Start of Source material

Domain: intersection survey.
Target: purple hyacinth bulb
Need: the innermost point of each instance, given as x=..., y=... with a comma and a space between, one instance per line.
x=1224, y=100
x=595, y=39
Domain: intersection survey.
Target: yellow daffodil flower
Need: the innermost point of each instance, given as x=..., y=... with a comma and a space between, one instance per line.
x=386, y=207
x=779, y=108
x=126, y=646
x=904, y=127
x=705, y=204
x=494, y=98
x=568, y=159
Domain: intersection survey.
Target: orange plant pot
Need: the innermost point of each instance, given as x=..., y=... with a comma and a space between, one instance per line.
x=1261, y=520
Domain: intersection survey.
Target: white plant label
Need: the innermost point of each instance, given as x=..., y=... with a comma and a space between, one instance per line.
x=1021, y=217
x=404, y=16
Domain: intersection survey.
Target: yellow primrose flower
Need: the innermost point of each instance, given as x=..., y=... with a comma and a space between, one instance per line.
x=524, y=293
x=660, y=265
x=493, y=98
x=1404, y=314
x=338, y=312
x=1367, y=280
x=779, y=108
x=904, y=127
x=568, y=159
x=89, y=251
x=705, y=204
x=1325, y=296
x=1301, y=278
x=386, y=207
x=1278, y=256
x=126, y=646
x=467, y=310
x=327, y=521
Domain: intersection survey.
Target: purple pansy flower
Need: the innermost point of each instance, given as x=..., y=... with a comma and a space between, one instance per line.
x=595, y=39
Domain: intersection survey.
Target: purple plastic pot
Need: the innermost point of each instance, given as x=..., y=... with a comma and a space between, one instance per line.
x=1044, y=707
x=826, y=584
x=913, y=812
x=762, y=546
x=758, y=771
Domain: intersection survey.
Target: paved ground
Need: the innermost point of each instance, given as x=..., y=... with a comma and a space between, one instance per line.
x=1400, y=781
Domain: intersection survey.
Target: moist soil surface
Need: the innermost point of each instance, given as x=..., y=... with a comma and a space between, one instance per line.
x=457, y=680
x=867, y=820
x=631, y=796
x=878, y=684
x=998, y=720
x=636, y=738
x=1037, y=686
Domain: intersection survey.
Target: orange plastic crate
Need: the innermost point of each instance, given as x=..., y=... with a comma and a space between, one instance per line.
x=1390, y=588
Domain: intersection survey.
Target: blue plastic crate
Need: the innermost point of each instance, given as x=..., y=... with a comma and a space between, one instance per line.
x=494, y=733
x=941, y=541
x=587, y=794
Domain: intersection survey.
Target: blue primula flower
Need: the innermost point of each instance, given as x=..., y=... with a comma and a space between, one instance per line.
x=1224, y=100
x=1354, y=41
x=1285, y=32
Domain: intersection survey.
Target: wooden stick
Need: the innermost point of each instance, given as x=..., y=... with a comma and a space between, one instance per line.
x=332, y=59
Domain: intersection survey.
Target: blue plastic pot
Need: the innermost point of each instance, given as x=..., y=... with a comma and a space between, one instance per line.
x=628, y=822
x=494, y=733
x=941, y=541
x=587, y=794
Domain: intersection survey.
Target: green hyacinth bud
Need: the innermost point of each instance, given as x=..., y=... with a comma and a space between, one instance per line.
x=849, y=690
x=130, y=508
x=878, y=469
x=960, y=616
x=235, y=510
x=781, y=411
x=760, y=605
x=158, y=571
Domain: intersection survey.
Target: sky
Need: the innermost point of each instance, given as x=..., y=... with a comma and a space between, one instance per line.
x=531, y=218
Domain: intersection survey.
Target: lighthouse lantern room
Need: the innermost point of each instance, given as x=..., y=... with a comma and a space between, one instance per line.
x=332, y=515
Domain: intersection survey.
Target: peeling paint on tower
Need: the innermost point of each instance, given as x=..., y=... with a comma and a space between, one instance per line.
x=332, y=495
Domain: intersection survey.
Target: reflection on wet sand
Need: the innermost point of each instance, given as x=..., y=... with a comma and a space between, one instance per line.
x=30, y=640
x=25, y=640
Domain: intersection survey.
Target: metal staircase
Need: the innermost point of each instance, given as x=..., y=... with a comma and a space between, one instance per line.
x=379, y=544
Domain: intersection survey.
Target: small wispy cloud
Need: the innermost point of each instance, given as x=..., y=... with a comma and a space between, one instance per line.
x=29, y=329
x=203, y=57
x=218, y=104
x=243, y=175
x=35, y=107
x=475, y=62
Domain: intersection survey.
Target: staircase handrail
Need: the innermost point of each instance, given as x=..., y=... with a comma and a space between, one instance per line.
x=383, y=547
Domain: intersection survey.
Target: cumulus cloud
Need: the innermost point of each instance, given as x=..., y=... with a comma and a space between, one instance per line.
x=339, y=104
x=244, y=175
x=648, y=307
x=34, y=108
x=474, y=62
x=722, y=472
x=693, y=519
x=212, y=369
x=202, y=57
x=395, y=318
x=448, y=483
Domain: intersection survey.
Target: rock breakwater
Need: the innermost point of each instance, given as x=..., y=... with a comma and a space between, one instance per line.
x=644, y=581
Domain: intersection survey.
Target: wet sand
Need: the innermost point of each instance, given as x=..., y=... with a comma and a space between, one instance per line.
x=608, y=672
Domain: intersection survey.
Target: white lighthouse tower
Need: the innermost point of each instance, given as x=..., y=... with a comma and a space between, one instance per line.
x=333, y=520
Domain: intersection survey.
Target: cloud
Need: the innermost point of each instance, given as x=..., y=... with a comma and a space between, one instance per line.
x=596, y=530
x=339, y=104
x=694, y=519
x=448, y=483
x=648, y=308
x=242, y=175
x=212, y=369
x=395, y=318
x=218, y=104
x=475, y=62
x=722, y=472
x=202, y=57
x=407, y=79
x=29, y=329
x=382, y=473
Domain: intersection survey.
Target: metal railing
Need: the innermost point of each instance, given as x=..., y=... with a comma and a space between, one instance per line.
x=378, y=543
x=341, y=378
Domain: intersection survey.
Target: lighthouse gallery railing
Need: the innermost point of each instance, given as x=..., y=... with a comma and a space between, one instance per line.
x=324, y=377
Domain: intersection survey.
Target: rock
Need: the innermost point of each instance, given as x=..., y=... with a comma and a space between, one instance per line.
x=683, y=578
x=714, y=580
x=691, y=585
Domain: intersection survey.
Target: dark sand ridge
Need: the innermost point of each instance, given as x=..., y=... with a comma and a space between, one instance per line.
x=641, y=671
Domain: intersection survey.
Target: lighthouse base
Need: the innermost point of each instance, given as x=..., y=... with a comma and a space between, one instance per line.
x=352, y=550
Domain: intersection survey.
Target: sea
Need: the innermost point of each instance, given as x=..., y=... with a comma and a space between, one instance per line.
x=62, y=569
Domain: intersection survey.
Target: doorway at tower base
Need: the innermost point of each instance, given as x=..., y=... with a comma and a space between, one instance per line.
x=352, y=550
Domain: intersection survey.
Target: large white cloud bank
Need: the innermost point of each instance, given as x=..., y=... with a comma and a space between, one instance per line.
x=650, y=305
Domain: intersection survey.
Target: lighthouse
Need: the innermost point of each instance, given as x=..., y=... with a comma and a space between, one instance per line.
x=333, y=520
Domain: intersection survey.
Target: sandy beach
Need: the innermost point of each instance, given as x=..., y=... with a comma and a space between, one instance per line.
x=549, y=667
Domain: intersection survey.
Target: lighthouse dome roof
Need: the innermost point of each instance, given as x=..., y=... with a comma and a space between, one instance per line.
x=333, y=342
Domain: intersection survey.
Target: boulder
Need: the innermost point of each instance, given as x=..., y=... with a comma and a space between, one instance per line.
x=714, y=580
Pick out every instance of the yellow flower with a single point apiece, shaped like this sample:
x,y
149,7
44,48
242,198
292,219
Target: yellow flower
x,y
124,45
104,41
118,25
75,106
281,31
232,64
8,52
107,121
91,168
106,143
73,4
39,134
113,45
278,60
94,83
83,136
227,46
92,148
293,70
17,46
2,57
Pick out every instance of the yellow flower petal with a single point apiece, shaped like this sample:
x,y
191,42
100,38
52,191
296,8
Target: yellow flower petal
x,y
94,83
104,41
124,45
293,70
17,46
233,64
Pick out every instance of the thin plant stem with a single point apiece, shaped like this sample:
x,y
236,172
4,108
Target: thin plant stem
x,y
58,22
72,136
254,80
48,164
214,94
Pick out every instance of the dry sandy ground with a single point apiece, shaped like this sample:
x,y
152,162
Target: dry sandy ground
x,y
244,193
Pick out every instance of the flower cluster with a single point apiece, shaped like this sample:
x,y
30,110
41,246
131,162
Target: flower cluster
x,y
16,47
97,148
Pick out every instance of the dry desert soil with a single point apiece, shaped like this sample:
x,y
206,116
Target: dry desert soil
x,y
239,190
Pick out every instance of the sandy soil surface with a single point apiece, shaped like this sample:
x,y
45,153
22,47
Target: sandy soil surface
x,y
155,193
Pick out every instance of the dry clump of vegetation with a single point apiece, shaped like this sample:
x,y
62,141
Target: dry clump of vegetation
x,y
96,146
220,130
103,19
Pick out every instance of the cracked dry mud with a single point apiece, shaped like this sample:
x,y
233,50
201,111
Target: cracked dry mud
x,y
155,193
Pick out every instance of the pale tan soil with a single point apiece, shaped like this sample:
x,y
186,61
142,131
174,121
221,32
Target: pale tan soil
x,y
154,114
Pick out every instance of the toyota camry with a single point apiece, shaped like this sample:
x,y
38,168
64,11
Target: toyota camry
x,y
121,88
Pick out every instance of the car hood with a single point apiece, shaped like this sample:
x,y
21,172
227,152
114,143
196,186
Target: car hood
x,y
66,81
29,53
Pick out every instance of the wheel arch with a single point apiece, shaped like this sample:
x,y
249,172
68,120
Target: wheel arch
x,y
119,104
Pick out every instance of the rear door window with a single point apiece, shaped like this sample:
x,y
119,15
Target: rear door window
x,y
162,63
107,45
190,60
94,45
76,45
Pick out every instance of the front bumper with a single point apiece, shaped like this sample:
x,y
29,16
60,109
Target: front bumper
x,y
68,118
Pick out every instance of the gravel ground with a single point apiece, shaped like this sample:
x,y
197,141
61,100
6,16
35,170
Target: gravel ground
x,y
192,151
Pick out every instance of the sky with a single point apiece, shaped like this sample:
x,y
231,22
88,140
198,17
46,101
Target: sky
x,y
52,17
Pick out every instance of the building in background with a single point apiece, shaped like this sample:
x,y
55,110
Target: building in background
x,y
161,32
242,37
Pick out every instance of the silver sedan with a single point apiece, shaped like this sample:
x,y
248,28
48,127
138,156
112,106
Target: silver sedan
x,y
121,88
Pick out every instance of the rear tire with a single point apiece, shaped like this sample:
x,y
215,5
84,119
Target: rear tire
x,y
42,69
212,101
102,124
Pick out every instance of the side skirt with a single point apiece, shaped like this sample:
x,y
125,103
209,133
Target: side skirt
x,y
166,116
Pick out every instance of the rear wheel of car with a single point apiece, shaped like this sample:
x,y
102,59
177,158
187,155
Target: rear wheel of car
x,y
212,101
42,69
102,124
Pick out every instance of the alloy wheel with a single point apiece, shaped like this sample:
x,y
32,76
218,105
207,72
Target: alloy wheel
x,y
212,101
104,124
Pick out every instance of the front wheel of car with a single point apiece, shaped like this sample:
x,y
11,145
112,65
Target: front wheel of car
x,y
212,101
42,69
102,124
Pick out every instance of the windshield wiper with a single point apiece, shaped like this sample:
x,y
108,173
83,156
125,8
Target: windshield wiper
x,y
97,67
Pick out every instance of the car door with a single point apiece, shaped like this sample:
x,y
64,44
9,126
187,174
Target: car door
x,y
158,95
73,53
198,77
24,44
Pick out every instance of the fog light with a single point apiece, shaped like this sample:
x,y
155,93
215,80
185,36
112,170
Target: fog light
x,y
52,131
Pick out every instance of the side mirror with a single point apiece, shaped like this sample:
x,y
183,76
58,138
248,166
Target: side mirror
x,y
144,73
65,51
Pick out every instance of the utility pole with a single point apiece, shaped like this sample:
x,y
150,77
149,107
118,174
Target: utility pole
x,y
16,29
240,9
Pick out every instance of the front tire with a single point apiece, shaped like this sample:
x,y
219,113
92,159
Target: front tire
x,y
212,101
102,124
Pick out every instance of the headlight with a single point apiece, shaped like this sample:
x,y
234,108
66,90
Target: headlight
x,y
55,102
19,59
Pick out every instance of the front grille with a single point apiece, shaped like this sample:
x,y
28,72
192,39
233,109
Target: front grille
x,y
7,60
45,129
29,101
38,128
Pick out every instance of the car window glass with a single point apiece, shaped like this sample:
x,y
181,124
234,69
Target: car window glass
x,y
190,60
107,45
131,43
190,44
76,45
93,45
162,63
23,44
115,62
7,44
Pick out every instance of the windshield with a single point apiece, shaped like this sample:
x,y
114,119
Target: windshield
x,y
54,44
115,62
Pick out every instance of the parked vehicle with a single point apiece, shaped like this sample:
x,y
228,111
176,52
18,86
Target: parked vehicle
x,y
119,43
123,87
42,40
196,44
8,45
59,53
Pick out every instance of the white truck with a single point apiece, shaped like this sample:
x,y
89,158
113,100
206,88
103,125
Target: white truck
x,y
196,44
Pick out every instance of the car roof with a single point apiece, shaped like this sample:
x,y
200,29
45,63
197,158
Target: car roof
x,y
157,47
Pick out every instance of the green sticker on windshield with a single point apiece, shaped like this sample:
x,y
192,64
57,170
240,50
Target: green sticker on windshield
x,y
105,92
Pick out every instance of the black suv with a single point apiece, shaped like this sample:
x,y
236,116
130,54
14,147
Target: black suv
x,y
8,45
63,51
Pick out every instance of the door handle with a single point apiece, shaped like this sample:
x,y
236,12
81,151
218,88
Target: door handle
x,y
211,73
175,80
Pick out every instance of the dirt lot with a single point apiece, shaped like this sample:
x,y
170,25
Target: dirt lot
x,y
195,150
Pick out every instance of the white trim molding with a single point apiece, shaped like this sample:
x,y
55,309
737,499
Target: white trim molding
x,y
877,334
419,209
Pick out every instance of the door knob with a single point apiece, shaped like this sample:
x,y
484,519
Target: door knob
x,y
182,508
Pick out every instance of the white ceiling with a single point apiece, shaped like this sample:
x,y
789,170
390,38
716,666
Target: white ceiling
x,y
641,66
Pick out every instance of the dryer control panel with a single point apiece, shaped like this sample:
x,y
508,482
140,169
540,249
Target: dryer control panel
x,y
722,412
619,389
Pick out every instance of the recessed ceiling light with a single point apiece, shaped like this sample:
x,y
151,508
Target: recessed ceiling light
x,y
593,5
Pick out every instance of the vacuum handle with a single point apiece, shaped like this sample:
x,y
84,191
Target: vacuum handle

End of Source material

Your task → Only a number is wanted here: how many lines of the material contain the string "railing".

Answer below → 2